__Verilen metin__:
##########
Türkiye'nin ilk aşı enstitüsünde yerli aşı çalışmalarında sona gelindi

Türkiye'nin ilk aşı enstitüsü olarak bilinen Hacettepe Üniversitesi Aşı Enstitüsü, Kovid-19'un yeni varyantlarına kolay bir şekilde uyarlanabilme özelliğine sahip olan "sentetik peptit" temelli aşıda klinik öncesi araştırmaları tamamlama safhasına geldi.

BİLİM-TEKNOLOJİ 21.10.2022, 14:12 22.10.2022, 17:47
Türkiye'nin ilk aşı enstitüsünde yerli aşı çalışmalarında sona gelindi

Yerli aşıların üretimi, geliştirilmesi ve ülkenin aşı politikalarının belirlenmesi hedefiyle 2018 yılında kurulan Hacettepe Üniversitesi Aşı Enstitüsü, yerli aşı çalışmalarıyla ilgili açıklama yaptı.
##########
__Veri listesi__:
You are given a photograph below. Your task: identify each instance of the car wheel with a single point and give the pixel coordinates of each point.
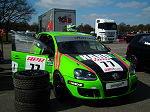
(31, 79)
(133, 59)
(59, 86)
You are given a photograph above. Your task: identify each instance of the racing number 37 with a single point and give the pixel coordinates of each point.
(35, 63)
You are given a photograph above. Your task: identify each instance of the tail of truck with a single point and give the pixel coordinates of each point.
(106, 30)
(56, 20)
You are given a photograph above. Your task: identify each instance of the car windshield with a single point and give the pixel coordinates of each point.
(80, 45)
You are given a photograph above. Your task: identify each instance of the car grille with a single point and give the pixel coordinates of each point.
(114, 92)
(110, 76)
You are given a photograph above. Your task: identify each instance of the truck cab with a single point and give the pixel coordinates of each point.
(106, 30)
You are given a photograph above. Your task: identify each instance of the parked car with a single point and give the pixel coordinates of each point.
(138, 50)
(129, 37)
(78, 65)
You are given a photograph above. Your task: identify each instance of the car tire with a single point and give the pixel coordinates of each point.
(60, 90)
(135, 61)
(31, 79)
(28, 107)
(32, 96)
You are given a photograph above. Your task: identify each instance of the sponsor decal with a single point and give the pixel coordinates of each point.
(104, 61)
(75, 83)
(38, 59)
(147, 43)
(50, 62)
(35, 63)
(116, 85)
(95, 56)
(14, 66)
(115, 76)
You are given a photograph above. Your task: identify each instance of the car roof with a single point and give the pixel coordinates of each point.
(66, 33)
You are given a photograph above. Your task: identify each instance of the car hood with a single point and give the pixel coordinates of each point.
(101, 63)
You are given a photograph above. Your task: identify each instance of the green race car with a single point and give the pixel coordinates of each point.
(77, 64)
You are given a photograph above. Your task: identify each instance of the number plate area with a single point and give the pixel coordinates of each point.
(116, 84)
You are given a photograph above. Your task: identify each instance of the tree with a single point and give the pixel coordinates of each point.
(12, 11)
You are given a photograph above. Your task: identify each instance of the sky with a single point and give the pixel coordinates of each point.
(132, 12)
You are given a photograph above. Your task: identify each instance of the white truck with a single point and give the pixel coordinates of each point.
(56, 20)
(106, 30)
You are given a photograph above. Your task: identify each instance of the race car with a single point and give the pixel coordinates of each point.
(78, 65)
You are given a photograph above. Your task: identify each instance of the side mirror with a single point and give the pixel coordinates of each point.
(48, 52)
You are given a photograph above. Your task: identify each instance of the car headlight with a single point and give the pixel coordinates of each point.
(84, 75)
(132, 69)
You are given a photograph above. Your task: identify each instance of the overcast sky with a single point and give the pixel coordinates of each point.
(133, 12)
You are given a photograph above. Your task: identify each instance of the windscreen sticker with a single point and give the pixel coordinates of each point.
(14, 66)
(94, 56)
(147, 43)
(35, 63)
(74, 38)
(104, 61)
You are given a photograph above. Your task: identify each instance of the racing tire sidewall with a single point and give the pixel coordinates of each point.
(59, 87)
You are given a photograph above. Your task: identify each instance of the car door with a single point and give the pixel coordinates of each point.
(24, 57)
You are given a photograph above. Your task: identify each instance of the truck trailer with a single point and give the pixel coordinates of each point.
(56, 20)
(106, 30)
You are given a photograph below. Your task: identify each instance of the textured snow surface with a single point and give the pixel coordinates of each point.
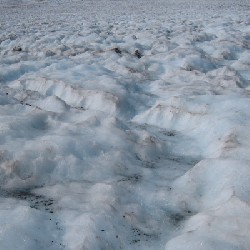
(124, 124)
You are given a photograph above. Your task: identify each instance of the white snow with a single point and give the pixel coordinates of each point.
(124, 124)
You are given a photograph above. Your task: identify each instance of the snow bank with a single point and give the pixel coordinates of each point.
(124, 125)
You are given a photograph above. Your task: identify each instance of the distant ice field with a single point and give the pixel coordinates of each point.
(124, 125)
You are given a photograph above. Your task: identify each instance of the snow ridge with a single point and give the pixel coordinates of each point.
(124, 131)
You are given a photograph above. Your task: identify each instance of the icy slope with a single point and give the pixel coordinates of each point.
(124, 125)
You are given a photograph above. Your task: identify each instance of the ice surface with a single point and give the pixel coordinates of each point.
(124, 124)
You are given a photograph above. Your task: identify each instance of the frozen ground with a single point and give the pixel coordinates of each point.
(124, 125)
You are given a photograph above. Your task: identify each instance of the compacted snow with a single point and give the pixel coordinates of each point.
(124, 124)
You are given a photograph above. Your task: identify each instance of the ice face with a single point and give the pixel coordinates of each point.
(124, 124)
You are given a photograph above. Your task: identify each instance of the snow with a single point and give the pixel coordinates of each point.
(124, 124)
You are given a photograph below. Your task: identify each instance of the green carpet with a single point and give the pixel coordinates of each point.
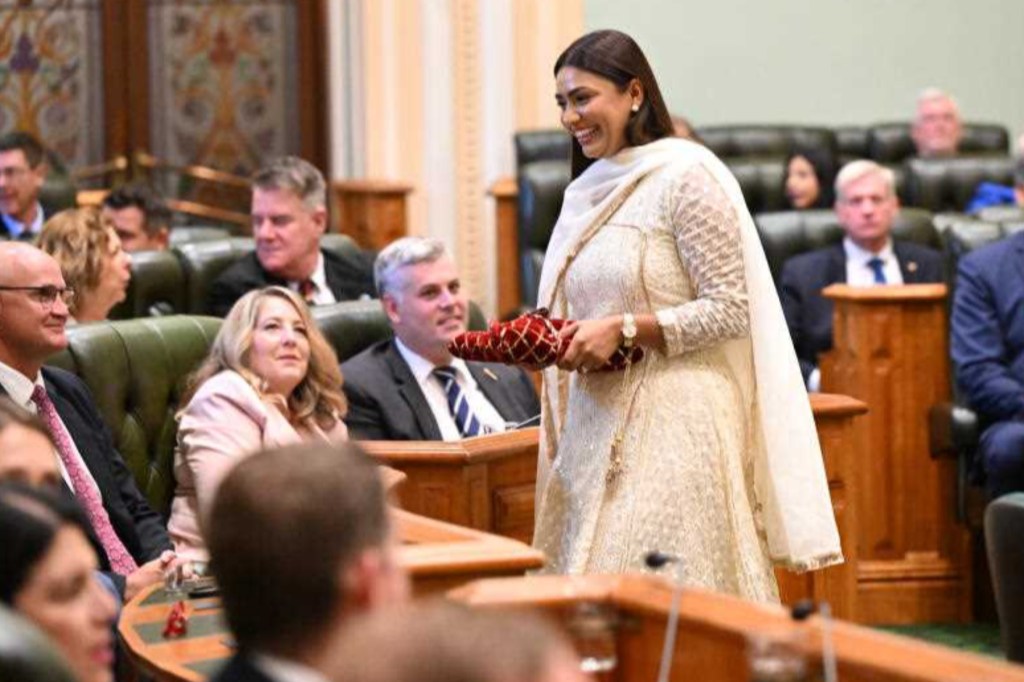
(980, 638)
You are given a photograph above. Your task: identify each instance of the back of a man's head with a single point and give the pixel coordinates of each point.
(289, 533)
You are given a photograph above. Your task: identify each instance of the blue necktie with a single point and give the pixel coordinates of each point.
(465, 420)
(876, 265)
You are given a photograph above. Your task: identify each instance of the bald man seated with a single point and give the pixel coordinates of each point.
(130, 537)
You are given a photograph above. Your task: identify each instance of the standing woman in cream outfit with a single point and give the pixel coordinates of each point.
(270, 379)
(707, 448)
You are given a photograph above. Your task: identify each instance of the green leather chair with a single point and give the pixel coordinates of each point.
(157, 287)
(136, 371)
(26, 653)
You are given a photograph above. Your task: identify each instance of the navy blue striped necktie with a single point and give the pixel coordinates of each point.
(465, 420)
(877, 265)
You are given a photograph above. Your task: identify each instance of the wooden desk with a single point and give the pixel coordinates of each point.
(485, 482)
(891, 350)
(438, 557)
(714, 630)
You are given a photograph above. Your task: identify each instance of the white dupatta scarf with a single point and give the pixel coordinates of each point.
(790, 477)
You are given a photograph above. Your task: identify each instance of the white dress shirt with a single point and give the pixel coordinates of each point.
(19, 390)
(859, 273)
(491, 420)
(323, 295)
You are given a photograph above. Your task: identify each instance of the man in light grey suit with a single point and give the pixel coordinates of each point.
(411, 387)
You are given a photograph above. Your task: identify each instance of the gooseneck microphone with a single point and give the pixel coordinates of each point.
(656, 560)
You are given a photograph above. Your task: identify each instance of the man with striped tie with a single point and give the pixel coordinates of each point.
(866, 207)
(411, 387)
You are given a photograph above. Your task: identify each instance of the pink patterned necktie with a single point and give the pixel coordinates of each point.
(121, 561)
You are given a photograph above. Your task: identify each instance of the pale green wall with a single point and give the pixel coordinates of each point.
(827, 61)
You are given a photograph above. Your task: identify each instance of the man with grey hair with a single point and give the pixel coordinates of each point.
(289, 213)
(937, 128)
(411, 387)
(866, 206)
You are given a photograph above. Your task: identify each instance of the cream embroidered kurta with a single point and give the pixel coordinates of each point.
(689, 427)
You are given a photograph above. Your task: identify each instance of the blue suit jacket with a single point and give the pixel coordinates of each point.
(809, 314)
(988, 329)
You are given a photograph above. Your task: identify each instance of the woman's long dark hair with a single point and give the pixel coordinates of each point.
(615, 56)
(823, 163)
(30, 520)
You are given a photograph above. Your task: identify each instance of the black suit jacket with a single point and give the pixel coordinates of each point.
(349, 276)
(809, 314)
(385, 401)
(139, 527)
(241, 669)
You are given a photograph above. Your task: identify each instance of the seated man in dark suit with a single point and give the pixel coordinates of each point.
(289, 212)
(131, 540)
(411, 387)
(290, 601)
(23, 170)
(866, 206)
(988, 355)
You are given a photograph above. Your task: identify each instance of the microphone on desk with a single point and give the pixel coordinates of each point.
(656, 560)
(801, 611)
(512, 426)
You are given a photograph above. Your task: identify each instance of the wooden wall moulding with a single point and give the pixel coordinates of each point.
(484, 482)
(891, 351)
(506, 195)
(715, 629)
(372, 212)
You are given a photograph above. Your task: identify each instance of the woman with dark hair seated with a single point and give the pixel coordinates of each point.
(48, 576)
(810, 173)
(94, 265)
(270, 379)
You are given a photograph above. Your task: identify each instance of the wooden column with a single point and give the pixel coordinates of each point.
(372, 212)
(506, 194)
(891, 351)
(839, 430)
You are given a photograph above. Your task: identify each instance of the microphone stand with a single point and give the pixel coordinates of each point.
(656, 560)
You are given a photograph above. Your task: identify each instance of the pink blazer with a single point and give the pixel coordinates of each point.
(225, 421)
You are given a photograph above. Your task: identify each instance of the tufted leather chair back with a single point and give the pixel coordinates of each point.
(947, 184)
(891, 142)
(764, 140)
(187, 233)
(26, 653)
(1004, 529)
(762, 181)
(542, 185)
(157, 287)
(786, 233)
(136, 371)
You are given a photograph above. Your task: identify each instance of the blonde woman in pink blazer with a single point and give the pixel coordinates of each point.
(270, 379)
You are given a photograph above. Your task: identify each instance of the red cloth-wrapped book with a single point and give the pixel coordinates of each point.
(530, 341)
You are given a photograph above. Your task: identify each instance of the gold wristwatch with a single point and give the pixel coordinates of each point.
(629, 331)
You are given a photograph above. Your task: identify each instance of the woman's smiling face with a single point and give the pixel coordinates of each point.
(595, 111)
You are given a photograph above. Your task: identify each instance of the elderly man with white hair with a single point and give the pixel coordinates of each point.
(867, 256)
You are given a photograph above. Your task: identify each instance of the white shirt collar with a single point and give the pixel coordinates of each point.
(283, 670)
(422, 368)
(861, 255)
(17, 228)
(18, 386)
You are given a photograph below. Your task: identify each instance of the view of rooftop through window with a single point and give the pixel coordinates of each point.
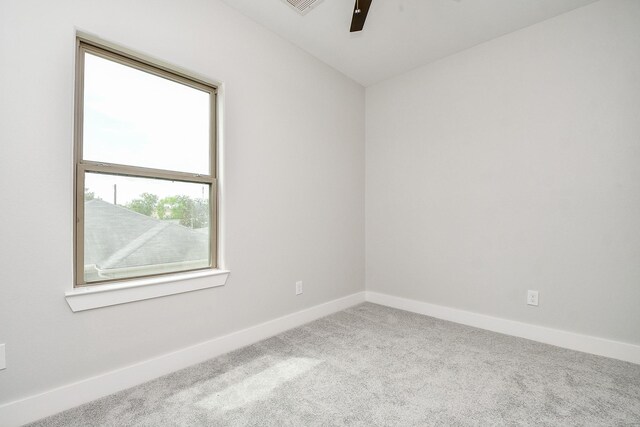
##########
__Çalışma yönergesi 1__:
Aşı enstitüsüyle ilgili metne göre Hacettepe Üniversitesi Aşı Enstitüsü hangi yılda kurulmuştur?
__Çalışma yönergesi 2__:
Hacettepe'deki yerli aşı çalışmalarını anlatan metni son cümlesinin ardından sürdürün.

__Cevap alanı 1__:
2018 yılında.

__Cevap alanı 2__:
Çalışmalar 5 farklı ünitede yürütülüyor

Türkiye'nin ilk aşı enstitüsü olarak bilinen merkezde, yerli aşıların geliştirilmesinden üretimine kadar geçen bütün aşamalar 5 farklı ünitede yürütülüyor.

Dünya standartlarında cihazların tercih edildiği enstitü, aşı üretiminde görevli bilim insanlarının yetiştirilmesi için de okul görevini üstleniyor.

Aşı teknolojisi yüksek lisans ve doktora programına öğrenci alınacak 

Çalışmalarla ilgili bilgi aktaran Aşı Enstitüsü Aşı Teknolojisi Ana Bilim Dalı Öğretim Üyesi Doç. Dr. Semra Aydın, YÖK'ün talebi sonrasında kurulan enstitünün, aşı ile ilgili farkındalığın oluşturulması, ülkenin ihtiyacı olan bilim insanlarının yetiştirilmesi görevini de üstlendiğini anımsattı.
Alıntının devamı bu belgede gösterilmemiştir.